AIM OF THE EXERCISE
Take the line that contains "Target: white cloud" in the data below and each line after it, through the last, and repeat them unchanged.

STORED DATA
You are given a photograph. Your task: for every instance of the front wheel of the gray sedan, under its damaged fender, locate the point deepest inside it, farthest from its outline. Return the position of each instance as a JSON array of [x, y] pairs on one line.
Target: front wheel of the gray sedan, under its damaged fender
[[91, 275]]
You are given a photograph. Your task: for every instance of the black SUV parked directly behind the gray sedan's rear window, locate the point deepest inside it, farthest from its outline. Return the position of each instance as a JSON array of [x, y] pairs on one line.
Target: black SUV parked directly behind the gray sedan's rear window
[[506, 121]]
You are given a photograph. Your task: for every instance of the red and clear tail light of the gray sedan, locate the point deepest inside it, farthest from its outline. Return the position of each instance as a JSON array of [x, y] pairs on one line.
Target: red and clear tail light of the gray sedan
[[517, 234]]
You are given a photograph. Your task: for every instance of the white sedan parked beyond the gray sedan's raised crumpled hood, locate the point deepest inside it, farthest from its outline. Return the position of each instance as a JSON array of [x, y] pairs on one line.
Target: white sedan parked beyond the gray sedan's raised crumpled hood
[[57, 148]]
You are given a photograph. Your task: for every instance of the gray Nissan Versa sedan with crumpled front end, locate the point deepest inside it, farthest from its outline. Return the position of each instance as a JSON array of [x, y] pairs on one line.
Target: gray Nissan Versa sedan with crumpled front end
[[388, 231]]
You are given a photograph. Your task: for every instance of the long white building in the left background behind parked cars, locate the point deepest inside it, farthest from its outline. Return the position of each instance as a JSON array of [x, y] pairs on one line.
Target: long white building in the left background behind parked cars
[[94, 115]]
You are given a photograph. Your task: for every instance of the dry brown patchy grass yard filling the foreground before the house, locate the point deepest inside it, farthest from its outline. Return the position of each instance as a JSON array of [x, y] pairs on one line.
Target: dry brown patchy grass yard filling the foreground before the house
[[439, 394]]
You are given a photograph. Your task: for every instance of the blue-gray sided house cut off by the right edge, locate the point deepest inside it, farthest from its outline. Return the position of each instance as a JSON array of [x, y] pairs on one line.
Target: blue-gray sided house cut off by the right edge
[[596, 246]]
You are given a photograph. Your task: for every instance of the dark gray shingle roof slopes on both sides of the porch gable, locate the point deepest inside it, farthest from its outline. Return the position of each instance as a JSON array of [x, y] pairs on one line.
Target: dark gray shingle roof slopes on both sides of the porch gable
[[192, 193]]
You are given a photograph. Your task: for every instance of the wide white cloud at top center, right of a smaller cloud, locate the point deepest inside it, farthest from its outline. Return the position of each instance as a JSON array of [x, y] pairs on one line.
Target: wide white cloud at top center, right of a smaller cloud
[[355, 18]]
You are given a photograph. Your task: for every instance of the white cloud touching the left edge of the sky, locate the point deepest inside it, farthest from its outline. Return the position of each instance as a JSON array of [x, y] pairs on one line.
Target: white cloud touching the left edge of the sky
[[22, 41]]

WRITTEN SOLUTION
Target: white cloud touching the left edge of the sky
[[22, 41]]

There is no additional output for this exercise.